● MATERIAL PROVIDED
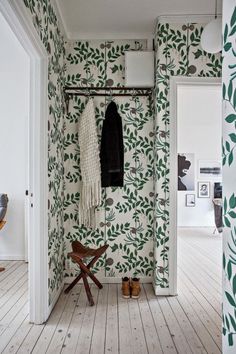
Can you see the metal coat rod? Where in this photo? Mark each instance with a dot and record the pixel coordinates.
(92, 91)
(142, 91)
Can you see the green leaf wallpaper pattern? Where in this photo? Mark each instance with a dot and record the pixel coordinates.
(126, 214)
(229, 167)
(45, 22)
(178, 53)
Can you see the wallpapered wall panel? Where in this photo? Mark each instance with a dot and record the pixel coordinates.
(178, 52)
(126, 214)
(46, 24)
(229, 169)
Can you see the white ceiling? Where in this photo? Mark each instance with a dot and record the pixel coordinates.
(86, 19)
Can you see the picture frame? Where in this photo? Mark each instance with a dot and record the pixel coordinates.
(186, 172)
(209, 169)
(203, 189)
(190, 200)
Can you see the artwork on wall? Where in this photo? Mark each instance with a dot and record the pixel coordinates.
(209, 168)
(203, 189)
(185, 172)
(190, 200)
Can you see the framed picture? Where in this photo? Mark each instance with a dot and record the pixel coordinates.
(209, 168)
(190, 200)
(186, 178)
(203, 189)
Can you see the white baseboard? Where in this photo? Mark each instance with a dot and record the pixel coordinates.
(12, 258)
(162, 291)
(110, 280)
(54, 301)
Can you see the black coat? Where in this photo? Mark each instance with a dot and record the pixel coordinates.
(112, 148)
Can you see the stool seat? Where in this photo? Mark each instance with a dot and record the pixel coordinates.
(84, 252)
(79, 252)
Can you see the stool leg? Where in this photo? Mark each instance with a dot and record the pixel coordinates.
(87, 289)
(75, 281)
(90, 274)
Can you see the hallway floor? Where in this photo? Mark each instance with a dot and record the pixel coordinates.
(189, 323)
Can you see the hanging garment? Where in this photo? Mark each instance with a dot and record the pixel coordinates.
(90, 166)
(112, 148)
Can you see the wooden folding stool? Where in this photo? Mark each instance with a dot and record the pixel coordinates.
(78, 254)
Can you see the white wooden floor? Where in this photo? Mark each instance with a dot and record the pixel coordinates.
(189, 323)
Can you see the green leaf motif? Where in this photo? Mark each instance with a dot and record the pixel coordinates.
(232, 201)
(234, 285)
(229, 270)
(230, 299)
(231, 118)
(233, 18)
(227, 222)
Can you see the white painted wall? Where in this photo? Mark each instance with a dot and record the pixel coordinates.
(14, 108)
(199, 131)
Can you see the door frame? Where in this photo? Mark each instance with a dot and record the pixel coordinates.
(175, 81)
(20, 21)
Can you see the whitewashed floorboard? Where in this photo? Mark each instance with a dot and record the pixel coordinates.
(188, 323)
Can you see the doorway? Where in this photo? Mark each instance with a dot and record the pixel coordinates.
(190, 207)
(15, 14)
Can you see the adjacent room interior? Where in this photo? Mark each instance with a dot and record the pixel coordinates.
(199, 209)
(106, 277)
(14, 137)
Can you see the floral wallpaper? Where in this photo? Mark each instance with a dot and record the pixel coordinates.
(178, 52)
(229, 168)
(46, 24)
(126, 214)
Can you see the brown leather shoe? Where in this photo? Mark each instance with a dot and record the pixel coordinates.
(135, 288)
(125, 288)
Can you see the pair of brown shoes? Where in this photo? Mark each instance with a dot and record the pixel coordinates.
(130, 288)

* * *

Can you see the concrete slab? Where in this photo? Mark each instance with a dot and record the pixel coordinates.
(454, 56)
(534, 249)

● OBJECTIVE
Count the lines in the listing above that contain the word "leaf". Reply with the number only.

● ANSWER FOR THE TASK
2